▶ EXERCISE AIM: Whenever a line below includes the word "brown", copy that line.

▶ MATERIAL TO PROCESS:

● ● ●

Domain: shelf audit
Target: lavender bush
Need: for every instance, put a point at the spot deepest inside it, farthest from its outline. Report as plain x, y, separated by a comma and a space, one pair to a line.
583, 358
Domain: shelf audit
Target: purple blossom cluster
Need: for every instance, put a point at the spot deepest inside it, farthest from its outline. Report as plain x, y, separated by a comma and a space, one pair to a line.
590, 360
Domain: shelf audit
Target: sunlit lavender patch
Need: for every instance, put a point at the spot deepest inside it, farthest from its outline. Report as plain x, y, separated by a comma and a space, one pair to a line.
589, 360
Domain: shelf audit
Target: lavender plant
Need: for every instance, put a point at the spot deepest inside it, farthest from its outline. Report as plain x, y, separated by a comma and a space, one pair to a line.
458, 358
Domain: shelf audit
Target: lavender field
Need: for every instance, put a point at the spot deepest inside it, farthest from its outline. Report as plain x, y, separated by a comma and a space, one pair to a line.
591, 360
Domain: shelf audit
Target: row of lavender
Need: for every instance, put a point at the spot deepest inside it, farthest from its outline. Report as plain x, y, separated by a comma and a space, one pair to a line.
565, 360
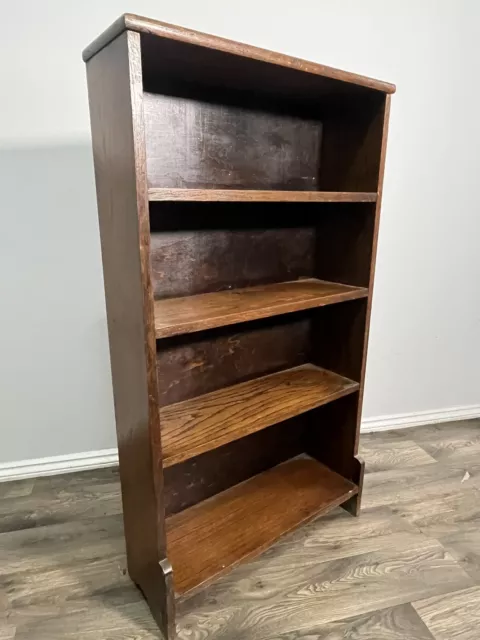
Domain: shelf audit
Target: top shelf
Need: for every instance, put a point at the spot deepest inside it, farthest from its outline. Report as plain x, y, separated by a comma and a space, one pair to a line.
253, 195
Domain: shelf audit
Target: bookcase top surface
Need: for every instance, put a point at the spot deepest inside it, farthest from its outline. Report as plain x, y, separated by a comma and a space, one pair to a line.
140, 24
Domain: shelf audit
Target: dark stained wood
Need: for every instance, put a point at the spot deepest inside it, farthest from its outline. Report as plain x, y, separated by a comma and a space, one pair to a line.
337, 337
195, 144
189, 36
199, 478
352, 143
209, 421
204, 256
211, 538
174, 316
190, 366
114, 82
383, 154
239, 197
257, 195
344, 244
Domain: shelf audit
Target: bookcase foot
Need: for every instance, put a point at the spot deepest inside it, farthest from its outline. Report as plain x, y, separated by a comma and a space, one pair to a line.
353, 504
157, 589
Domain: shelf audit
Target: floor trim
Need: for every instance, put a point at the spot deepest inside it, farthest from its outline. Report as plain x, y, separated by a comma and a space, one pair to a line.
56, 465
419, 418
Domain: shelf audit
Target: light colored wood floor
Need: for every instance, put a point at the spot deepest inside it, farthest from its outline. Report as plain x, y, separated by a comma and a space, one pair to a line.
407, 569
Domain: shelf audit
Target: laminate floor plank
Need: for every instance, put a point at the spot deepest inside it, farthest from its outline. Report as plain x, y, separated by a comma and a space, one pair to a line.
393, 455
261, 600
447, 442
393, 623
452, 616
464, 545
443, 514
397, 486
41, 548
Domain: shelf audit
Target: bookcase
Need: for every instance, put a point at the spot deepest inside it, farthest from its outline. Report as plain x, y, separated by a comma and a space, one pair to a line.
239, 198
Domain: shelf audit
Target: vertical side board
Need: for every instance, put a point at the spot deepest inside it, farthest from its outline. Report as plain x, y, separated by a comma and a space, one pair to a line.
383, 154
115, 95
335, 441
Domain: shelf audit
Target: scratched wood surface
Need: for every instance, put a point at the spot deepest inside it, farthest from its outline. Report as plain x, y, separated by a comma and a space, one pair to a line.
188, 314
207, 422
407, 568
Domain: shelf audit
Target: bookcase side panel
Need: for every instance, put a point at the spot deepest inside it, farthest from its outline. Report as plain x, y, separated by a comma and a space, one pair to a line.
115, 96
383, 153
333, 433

● ● ●

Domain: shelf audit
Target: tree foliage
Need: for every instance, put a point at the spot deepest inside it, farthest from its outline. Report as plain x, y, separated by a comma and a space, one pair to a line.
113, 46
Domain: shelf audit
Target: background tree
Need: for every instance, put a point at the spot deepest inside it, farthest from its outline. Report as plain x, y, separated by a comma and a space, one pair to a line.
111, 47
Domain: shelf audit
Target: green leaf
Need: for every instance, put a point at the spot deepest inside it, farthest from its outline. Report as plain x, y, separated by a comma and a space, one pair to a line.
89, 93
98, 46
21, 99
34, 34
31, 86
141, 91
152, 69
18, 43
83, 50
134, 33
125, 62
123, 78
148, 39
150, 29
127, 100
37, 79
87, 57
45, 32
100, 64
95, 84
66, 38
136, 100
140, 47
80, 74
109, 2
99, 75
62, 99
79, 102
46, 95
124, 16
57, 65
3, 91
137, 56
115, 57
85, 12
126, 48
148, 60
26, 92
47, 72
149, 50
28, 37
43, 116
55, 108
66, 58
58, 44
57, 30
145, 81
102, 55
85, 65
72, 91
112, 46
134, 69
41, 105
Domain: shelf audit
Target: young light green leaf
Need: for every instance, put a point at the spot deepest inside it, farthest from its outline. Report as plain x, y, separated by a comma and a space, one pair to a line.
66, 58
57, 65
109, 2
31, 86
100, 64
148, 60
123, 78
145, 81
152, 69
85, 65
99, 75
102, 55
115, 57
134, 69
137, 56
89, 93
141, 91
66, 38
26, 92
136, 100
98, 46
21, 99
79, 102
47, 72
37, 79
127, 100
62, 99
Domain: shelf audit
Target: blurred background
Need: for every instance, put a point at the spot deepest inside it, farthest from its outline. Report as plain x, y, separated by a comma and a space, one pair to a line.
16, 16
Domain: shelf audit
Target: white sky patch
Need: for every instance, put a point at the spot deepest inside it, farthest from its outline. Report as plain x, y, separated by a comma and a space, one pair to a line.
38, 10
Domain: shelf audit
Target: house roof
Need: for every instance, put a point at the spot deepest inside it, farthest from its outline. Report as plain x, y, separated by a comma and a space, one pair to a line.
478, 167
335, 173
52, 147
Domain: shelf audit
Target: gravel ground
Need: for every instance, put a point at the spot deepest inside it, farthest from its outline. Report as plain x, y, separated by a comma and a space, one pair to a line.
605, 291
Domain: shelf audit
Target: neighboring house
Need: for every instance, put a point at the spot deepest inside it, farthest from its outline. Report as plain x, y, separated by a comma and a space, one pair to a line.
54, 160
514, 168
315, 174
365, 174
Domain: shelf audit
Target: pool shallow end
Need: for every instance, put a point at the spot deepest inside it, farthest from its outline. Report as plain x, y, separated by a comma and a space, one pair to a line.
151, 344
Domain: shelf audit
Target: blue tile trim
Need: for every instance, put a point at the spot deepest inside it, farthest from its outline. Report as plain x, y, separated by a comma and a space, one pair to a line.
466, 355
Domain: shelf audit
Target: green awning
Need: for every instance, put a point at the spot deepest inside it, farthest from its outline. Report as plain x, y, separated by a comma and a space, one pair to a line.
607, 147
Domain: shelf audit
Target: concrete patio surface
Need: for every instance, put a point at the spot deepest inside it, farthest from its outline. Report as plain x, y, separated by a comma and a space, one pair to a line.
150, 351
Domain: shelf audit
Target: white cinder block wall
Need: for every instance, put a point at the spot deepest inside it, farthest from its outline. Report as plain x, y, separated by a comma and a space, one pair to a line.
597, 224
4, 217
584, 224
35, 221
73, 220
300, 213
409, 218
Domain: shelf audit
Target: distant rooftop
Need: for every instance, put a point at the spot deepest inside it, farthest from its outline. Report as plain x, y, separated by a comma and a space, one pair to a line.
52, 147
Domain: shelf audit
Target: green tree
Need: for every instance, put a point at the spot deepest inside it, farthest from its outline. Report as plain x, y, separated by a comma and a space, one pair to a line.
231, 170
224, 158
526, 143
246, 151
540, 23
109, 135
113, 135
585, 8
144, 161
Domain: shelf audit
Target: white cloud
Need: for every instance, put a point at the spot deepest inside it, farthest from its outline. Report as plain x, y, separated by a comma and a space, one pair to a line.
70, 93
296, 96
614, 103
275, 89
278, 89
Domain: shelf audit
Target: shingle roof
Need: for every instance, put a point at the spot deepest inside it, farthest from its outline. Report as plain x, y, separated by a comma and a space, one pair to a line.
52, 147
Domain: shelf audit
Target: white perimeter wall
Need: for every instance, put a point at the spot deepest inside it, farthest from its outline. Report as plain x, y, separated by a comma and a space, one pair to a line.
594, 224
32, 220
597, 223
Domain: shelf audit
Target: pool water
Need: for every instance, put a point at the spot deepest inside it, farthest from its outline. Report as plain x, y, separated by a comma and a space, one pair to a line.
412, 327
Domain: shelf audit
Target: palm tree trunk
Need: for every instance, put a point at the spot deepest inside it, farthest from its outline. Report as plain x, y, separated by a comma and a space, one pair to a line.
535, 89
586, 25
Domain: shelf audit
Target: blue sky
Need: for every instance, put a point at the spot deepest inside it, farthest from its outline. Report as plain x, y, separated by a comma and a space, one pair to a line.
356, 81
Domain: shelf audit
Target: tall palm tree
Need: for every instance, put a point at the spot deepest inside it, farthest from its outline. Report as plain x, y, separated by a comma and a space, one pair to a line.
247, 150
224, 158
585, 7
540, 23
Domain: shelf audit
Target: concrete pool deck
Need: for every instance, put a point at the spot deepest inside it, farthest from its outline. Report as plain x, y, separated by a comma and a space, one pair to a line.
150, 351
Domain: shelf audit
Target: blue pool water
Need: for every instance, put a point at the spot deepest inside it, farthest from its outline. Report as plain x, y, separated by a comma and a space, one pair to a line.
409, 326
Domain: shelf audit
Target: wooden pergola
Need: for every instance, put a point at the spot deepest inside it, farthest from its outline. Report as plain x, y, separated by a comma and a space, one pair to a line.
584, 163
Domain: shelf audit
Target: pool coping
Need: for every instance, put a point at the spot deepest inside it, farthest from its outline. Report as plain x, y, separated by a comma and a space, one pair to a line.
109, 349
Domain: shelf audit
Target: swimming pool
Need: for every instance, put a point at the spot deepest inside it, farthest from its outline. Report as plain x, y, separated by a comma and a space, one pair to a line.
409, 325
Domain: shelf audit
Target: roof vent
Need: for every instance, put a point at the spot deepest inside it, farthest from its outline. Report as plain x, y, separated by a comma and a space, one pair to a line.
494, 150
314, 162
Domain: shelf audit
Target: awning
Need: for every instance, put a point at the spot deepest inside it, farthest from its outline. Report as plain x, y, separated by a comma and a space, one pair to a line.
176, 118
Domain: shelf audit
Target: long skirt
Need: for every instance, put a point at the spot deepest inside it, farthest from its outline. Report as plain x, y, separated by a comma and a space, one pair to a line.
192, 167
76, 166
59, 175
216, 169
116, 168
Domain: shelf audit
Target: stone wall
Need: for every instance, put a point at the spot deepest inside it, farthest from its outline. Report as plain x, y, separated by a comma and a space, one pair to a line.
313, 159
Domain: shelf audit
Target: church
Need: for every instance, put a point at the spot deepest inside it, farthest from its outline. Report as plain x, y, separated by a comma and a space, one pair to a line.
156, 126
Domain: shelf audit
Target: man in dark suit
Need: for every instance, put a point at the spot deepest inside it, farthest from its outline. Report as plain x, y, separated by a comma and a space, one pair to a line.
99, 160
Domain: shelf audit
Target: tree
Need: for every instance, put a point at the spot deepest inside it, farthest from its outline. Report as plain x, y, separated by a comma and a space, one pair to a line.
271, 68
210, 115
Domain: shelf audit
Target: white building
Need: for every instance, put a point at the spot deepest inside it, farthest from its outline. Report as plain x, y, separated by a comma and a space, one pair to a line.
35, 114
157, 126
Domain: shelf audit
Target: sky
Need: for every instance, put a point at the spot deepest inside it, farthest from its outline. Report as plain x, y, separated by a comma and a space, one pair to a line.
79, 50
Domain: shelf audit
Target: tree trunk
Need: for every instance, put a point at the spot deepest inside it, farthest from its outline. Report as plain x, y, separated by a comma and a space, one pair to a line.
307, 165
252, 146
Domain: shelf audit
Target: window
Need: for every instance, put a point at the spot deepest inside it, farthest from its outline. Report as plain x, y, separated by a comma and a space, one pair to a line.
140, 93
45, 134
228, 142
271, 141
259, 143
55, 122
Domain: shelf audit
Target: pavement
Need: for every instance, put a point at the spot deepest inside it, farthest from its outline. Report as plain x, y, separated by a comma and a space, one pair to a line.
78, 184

● ● ●

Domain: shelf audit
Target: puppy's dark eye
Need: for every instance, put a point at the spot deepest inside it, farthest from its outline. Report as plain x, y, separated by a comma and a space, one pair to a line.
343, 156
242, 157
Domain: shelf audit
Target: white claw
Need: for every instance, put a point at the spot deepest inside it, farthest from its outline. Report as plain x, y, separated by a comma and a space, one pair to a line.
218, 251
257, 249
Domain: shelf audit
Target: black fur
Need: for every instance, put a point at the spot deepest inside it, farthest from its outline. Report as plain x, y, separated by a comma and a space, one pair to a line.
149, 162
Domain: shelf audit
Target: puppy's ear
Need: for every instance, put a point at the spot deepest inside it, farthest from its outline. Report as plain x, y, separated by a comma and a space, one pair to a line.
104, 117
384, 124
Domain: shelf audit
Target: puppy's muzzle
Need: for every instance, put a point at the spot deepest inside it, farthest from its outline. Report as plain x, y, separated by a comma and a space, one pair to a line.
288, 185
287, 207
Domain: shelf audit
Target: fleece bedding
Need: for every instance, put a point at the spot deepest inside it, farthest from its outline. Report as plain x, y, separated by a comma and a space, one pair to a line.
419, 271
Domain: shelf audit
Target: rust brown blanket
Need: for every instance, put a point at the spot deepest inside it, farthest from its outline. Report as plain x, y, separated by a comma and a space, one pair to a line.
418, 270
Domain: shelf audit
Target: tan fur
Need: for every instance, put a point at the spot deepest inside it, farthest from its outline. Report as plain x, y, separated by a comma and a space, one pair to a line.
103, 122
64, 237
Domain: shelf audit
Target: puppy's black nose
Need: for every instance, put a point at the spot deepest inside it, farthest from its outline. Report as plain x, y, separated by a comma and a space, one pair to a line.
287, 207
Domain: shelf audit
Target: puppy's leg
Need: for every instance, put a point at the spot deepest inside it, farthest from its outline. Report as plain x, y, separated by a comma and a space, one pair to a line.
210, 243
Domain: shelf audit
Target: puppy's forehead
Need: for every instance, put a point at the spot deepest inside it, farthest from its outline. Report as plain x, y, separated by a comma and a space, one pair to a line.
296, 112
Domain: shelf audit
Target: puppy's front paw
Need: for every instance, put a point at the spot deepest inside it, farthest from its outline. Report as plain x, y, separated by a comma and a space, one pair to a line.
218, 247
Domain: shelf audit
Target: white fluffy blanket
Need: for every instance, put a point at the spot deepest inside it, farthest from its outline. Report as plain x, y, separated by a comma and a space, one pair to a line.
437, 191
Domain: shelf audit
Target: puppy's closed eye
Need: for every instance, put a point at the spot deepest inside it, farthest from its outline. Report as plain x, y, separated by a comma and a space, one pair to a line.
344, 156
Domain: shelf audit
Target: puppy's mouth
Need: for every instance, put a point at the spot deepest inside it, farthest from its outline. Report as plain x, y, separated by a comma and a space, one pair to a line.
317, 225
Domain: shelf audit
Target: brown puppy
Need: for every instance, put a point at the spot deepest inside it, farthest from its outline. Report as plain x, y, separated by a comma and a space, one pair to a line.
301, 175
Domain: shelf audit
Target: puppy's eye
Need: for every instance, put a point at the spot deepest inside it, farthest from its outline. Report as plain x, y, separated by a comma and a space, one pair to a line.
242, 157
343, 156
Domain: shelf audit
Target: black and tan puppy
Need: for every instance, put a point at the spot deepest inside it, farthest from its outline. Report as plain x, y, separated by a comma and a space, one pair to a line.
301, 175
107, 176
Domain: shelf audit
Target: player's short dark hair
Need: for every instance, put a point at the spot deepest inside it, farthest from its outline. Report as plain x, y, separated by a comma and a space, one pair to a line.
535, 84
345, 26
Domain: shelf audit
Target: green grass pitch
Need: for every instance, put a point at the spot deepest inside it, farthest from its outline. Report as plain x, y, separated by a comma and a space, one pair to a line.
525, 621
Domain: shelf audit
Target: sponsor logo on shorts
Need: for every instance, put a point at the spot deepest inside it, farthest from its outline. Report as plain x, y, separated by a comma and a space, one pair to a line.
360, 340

● ● ●

▶ WRITTEN RESPONSE:
Target: rust brown blanket
Target: brown puppy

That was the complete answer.